• Source extract
The 22nd annual Ohio Grazing Conference will take place at the Mt. Hope Event Center on Thursday and Friday, Jan. 26-27 in a venue loaded with seminars, product vendors, seminars designed for women and the return of the Mid-Ohio Shepherds Forum.

The event will feature 42 speakers, more than 100 vendors and insight into grazing techniques.

“We have an incredible, well-rounded line-up of speakers who will share their expertise and knowledge with us,” planning committee member Ivan Troyer said. “When the founding fathers of this event started it, there wasn’t a lot of information out there and available to the grazing farming industry. Fortunately, we have experienced incredible growth in this event that has allowed us to create a great deal of diversity in what we can present. It’s been an exciting endeavor, and our relationship with our vendors and sponsors is a big reason we’ve been able to present a fantastic show filled with important speakers and information.”

One of the nice things about this event is it connects with both small-scale and large-scale farming operations. The two-day event is full of knowledgeable speakers.

The weekend also will provide an opportunity for farmers to connect and share with one another. The conference focuses on preparing farmers to keep pace with a changing market, working with the community to create agricultural businesses and emerging niche farming, preserving Ohio’s resources and promoting stewardship of family farms to maintain a healthy environment, and helping new and old farming ventures achieve profitability and sustainability.

• Extracted data
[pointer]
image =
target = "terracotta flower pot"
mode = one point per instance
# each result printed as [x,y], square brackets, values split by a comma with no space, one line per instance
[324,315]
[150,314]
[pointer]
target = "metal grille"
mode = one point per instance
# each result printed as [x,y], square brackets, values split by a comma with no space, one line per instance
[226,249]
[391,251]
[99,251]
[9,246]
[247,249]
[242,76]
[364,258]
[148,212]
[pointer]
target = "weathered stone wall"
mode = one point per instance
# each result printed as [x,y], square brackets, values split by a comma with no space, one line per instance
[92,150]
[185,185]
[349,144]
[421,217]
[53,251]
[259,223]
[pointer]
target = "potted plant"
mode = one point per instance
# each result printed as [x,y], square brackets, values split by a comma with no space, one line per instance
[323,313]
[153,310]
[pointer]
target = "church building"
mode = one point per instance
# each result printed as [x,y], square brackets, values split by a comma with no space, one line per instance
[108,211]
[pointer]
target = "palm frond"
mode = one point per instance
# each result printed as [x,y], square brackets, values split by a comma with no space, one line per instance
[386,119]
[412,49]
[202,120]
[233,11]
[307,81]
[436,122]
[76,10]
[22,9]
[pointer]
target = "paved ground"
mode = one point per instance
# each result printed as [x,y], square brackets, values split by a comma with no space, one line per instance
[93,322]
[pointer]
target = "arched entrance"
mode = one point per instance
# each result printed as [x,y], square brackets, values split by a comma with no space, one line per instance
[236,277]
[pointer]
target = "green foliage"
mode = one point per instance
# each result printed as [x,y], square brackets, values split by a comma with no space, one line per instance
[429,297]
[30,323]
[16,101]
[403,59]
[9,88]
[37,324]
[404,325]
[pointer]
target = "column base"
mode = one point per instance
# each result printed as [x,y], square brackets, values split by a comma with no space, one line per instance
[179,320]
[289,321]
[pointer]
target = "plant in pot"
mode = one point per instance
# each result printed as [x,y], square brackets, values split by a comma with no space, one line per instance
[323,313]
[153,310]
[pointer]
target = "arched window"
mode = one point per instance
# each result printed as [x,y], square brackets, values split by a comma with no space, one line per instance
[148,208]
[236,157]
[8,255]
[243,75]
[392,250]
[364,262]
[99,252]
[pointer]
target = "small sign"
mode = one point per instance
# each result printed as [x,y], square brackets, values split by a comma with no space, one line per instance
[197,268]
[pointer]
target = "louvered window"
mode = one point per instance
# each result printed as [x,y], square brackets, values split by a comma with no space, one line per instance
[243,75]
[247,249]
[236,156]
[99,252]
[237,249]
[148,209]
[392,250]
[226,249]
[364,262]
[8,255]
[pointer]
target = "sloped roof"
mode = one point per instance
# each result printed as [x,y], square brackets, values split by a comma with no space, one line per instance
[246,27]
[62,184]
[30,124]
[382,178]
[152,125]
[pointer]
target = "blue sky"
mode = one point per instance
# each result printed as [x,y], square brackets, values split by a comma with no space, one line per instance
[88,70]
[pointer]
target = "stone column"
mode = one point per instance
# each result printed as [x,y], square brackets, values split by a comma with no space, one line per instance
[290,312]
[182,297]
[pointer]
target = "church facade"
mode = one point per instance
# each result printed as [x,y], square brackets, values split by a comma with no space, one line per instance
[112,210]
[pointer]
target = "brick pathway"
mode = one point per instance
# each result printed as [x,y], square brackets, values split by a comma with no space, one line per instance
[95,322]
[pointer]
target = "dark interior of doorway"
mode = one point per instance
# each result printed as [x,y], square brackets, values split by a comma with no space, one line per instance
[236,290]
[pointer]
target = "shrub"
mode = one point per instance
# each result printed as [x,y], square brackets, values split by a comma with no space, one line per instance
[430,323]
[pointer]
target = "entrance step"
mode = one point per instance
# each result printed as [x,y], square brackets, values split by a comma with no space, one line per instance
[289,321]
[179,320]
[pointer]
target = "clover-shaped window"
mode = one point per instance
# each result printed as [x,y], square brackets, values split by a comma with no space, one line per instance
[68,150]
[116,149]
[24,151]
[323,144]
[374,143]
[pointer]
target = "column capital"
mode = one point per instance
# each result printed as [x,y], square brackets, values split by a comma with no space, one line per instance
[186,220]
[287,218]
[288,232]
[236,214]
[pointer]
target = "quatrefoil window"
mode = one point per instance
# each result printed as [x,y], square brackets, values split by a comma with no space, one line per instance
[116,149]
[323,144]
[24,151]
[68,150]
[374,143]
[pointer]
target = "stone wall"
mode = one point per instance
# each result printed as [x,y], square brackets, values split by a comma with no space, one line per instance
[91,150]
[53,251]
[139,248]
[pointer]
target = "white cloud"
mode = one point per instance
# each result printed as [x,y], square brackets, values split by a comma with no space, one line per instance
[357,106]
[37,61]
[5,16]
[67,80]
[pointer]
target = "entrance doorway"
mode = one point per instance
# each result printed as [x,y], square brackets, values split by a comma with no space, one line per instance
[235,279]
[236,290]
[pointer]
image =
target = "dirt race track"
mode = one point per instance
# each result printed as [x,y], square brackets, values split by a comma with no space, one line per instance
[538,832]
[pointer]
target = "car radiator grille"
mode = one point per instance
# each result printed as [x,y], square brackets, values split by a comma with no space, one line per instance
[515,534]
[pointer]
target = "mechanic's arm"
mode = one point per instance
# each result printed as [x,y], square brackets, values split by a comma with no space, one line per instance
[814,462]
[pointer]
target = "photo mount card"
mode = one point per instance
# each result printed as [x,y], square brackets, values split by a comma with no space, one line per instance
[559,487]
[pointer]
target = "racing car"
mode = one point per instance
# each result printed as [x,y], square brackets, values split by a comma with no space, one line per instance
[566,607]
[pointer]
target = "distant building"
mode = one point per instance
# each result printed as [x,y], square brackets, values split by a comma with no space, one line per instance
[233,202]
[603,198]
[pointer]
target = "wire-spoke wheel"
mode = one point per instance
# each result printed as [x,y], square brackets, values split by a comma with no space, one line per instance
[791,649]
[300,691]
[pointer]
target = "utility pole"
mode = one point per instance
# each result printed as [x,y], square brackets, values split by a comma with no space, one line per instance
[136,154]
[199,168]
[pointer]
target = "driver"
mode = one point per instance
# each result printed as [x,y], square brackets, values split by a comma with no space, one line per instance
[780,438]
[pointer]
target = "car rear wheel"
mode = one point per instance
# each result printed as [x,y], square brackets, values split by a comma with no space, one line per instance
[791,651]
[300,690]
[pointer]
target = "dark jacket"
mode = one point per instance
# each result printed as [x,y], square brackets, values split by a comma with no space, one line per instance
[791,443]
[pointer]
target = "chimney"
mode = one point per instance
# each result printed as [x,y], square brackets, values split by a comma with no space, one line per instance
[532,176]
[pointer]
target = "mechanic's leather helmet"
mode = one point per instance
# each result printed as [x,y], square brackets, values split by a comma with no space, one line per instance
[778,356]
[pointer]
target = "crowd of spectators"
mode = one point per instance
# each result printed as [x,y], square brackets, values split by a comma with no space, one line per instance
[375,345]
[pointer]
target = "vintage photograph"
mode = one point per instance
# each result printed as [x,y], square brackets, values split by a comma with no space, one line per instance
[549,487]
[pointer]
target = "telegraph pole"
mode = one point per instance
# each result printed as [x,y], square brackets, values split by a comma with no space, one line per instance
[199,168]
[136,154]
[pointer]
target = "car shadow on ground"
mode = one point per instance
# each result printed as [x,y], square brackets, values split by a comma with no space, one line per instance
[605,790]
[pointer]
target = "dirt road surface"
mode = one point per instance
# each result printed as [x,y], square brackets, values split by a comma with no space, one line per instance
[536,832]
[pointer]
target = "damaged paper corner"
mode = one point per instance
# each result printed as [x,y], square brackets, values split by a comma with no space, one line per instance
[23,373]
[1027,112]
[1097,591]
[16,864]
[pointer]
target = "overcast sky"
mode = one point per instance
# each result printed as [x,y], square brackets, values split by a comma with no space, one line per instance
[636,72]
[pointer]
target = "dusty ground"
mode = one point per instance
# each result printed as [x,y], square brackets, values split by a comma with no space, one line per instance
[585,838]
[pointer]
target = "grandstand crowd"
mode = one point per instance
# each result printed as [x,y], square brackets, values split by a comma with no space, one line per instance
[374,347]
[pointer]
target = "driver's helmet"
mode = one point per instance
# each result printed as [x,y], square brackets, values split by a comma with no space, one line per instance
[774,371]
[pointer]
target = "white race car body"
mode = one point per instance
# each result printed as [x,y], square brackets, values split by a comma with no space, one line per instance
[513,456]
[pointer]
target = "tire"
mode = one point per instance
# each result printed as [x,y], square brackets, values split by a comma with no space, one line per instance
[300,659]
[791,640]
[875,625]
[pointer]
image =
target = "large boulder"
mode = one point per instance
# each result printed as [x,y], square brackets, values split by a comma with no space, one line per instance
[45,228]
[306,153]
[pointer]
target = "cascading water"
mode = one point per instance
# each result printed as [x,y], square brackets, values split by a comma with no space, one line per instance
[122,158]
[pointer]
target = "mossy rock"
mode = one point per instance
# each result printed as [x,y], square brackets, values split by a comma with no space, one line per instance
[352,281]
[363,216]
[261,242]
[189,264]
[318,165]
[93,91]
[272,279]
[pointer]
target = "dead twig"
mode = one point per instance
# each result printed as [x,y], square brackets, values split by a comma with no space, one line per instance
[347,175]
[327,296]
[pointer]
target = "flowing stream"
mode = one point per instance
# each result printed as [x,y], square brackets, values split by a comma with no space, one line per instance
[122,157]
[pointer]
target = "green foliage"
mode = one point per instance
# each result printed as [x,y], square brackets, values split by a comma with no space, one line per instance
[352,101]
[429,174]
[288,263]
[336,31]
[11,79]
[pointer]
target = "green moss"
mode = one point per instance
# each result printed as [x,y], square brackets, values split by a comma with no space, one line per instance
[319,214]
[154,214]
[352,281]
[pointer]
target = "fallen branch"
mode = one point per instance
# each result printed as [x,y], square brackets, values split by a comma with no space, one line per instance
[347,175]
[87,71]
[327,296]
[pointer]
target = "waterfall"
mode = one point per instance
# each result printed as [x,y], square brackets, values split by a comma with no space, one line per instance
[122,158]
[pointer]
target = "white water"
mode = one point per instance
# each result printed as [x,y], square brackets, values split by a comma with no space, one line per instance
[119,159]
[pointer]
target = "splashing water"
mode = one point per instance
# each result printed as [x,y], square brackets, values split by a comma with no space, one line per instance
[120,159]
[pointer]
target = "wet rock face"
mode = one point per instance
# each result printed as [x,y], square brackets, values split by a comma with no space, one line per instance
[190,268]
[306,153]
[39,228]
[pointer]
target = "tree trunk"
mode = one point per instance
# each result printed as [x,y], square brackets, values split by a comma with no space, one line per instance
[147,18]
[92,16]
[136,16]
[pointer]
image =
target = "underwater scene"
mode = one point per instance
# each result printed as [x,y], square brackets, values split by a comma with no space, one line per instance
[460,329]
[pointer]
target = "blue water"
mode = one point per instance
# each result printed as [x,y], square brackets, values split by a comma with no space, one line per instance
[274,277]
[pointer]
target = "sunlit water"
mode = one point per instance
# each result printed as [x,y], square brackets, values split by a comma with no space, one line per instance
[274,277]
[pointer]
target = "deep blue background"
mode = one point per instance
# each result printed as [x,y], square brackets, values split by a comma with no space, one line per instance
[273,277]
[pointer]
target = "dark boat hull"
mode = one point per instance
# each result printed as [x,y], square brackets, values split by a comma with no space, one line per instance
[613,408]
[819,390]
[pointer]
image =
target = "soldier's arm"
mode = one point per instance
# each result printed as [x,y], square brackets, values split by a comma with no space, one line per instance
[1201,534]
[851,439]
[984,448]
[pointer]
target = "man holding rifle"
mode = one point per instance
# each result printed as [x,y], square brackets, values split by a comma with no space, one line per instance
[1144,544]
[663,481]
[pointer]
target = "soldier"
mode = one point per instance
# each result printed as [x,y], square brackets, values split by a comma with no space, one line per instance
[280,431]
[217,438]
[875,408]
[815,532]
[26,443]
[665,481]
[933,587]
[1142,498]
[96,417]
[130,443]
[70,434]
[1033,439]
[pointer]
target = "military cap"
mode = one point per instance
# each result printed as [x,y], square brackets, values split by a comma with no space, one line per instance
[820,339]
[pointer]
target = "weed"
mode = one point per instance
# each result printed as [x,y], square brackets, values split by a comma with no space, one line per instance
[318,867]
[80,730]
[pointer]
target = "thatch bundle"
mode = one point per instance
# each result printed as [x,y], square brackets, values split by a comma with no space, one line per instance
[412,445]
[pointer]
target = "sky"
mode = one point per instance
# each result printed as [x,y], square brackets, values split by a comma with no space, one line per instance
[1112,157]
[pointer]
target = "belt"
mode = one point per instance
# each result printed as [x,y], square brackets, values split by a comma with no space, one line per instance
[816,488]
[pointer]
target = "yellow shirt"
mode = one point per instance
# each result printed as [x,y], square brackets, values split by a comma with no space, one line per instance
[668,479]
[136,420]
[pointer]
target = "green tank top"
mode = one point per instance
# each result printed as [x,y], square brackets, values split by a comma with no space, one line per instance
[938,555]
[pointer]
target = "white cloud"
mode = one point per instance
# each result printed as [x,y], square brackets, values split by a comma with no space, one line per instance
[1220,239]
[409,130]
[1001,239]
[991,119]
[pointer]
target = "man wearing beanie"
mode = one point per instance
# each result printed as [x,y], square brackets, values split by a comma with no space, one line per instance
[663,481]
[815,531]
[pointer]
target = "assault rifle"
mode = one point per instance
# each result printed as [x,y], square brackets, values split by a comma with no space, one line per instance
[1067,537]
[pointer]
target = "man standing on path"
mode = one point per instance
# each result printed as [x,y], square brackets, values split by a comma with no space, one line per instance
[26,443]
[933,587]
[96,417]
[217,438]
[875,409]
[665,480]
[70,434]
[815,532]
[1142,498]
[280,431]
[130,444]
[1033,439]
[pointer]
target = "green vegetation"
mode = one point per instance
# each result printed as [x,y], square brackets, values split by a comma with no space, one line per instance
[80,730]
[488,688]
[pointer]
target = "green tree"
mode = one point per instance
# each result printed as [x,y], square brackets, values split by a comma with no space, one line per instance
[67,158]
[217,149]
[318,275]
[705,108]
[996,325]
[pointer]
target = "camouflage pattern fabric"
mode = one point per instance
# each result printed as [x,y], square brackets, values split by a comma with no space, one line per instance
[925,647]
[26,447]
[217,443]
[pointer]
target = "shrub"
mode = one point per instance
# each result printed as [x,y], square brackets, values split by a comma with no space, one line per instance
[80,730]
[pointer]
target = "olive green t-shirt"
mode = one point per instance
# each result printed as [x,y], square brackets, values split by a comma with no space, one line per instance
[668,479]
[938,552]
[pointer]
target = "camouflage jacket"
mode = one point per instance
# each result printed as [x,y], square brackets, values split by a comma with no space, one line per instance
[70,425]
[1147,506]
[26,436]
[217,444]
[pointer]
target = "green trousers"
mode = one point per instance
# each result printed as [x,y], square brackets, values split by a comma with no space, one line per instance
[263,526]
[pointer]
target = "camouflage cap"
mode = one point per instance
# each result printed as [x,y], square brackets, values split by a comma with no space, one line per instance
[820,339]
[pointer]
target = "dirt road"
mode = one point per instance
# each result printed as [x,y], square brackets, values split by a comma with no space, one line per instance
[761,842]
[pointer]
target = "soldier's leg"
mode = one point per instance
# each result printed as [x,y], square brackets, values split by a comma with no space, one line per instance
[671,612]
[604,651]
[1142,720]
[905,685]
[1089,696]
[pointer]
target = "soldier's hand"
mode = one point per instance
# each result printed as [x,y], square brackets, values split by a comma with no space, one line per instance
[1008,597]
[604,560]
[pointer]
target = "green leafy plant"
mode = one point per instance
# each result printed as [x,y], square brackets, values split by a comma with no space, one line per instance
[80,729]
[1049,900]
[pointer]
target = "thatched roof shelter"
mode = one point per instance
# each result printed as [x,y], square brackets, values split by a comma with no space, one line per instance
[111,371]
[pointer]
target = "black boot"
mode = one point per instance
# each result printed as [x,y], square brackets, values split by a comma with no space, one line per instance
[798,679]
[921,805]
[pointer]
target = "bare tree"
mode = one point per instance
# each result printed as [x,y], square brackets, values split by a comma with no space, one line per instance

• Task details
Continue the article on the Ohio Grazing Conference, starting after its last sentence.

• Written answer
“This is about connecting with real farmers on a level that hits home for them,” Troyer said.

The day-one venue is highlighted by several keynote speakers. The morning session will feature local farmer Andrew Coblentz, who will present Benefits of Once-a-Day Milking.

“Andrew has an amazing story,” Troyer said. “It all came about kind of by accident when he and his family were forced to go to the once-a-day milking due to tough circumstances. Once they started, they have remained committed to it and have found real benefits that have led to more quality family time.”

The late-morning break-out session will feature Spending Our First Million, a panel counsel by local farmers Steven Beachy, Nelson Troyer, Norman Miller and Jacob Beachy, with Harvey Bowman moderating.

This session will focus on the benefits of farmers in the area working to unite and support one another in group membership.

“It has motivated its members to get their financial numbers in order and to keep their farm in shape because it brings a sense of accountability to helping one another,” Troyer said. “It has built a tremendous working relationship among its members.”

Day one’s focus will be on group benefits and accountability while the day-two “Million” session will focus on the meaning behind the numbers and why the numbers matter.

“On a farm it doesn’t take long to spend $1 million, so we hope this session introduces some new ideas to the people,” Troyer said.

Day two’s “Million” panel will include Anthony Schlabach, Daniel Mast, Christian Chupp and Paul Mark Mullet with Wade Miller and Regina Beidler moderating.

The keynote session on both days will be a presentation from Atlee Raber titled 100 Years in Mexico: Diversity in Agriculture with the Old Colony Mennonites.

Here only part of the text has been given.